Вот уж кто-кто, а Андрей Тарковский точно не с нами. Он не из нашего времени, с которым не сжился бы – ни здесь, ни там, ни с патриотами, ни с демократами, ни с церковниками, ни с проповедниками политической свободы. Мы слишком нетерпеливы и быстры нынче. Его длинные планы мы не досматриваем до конца. В пейзажах Готланда не видим философского смысла – только голый и плоский, как представления древних о Земле, пейзаж северного острова.
Это не о нем – “спасибо, что живой”. Даже “Ностальгии” он предпочел “Жертвоприношение”. Причем в совершенно конкретном измерении: принести жертву, согласно его последнему фильму, стоило ради того, чтобы спасти Землю от ядерной катастрофы.
Ее Тарковский боялся и перед самым концом: “Чернобыль испугал всех только потому, что полугласность ответила и дала оценить размеры катастрофы. А катастрофы с разрешения правительств, продолжающиеся уже 50 лет, остаются в тени и как бы не существуют… Война уже идет” (октябрь 1986).
--------------------------------------------------
> РАБОЧЕЕ ЗАДАНИЕ A
Ради чего, согласно тексту о Тарковском, в его последнем фильме стоило принести жертву?
> РАБОЧЕЕ ЗАДАНИЕ B
Перечислите все группы людей, с которыми Тарковский, по словам текста о нем, не сжился бы.
> РАБОЧЕЕ ЗАДАНИЕ C
Подхватите текст о Тарковском и продолжите его после последнего приведенного предложения.
Записи здесь никакой роли не играют.

> ПОКАЗАННЫЕ ДАННЫЕ
--------------------------------------------------
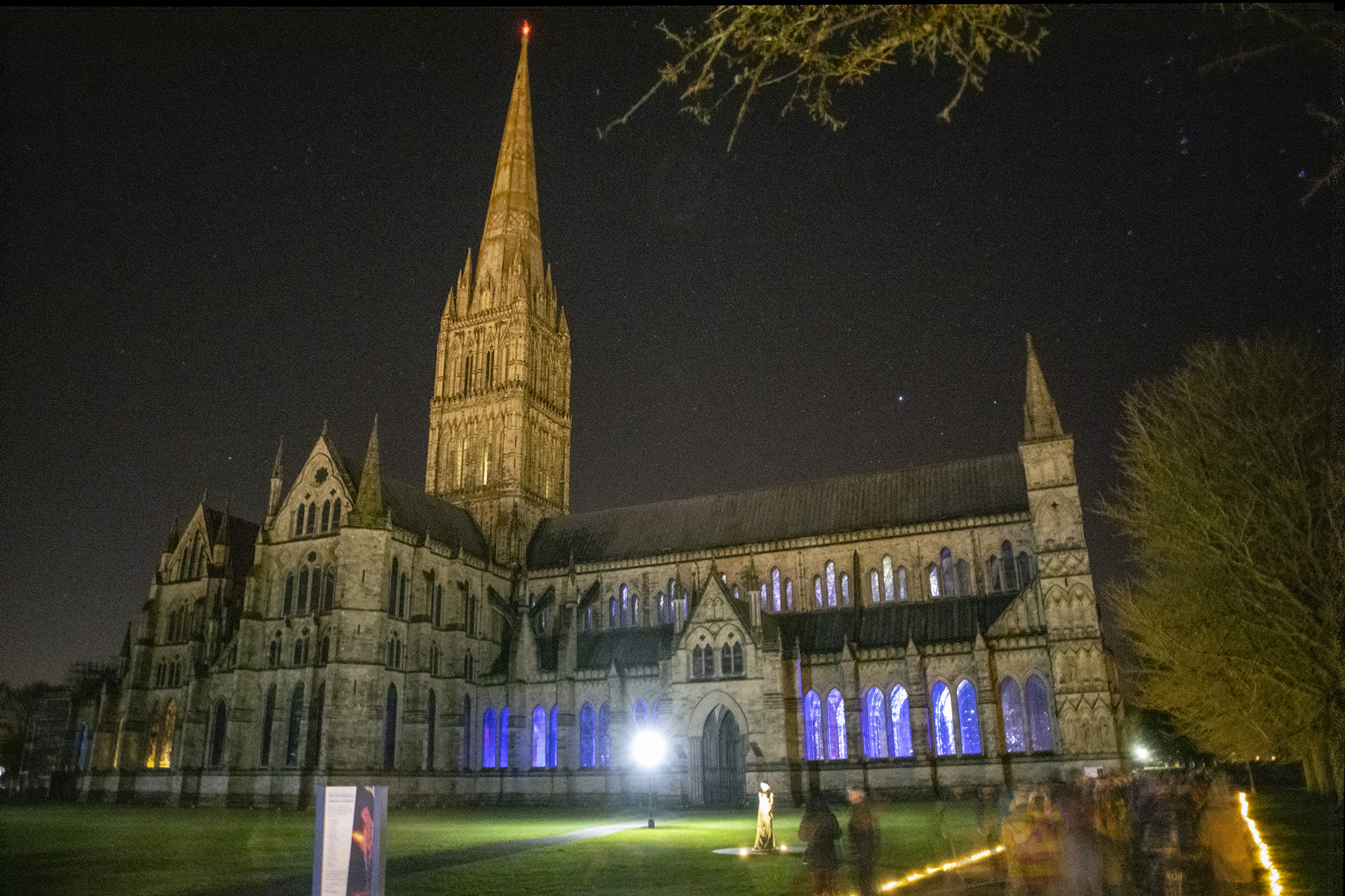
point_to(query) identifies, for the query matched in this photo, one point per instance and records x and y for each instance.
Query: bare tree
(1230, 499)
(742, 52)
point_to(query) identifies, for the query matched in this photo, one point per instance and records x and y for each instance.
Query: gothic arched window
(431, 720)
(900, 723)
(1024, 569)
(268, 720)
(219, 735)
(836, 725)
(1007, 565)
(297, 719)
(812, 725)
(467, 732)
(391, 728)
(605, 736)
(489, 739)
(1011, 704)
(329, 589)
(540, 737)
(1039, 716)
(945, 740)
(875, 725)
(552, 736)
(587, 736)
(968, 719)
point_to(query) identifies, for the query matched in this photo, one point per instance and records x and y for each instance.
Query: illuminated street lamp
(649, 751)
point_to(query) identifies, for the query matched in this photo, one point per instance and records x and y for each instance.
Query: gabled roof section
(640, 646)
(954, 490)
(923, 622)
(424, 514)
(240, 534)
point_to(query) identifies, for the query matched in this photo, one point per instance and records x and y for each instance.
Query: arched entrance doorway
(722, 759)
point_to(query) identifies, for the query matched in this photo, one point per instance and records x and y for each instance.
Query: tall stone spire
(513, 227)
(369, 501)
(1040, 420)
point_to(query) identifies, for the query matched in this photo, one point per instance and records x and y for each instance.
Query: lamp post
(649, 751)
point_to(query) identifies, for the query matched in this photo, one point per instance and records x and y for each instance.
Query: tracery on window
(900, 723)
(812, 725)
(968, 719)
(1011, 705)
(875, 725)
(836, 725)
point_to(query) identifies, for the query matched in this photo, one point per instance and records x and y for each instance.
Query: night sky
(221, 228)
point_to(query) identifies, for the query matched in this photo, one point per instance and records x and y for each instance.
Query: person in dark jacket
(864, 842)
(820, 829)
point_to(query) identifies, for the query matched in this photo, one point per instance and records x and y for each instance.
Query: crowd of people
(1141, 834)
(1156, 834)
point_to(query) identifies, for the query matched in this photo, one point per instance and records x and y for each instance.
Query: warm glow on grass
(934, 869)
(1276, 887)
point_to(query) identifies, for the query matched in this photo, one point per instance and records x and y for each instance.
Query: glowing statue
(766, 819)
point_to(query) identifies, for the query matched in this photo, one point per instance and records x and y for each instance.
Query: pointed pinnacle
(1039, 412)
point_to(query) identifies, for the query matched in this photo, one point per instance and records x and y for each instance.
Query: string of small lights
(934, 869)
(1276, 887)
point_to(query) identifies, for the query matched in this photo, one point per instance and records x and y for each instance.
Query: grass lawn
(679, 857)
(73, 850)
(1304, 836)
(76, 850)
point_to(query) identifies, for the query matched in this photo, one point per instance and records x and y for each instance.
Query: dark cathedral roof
--------------------------------------------------
> ИТОГОВЫЙ ОТВЕТ A
Ради того, чтобы спасти Землю от ядерной катастрофы.

> ИТОГОВЫЙ ОТВЕТ B
Патриоты, демократы, церковники, проповедники политической свободы.

> ИТОГОВЫЙ ОТВЕТ C
Вечные вопросы, которыми он задавался, – не про нас. Мы способны только задаваться другими, мирскими, гламурными вопросами: а с кем бы он был сейчас? Нарезаем фрагменты кино в пользу власти. Какая уж там “Ностальгия”, какое “Жертвоприношение”? Какое чувство собственного достоинства?
Российское общество сильно дезориентировано и деморализовано – с ним Тарковскому было бы не по пути. Оно перестало смотреться в зеркало, испытывать ностальгию по действительно важным вещам, а не по химерическому величию державы, и совсем уж оно избегает жертвоприношения ради достижения возвышенных целей (если, конечно, это не “смерть за царя”).
Мы превращаемся в зону, куда не всякий сталкер может проникнуть. Тарковский был режиссером сознательно пафосным и морализирующим, но этот пафос и морализаторство не были пошлыми – что с ними и происходит, когда они вдруг превращаются в “скрепы” и “традиционные ценности”.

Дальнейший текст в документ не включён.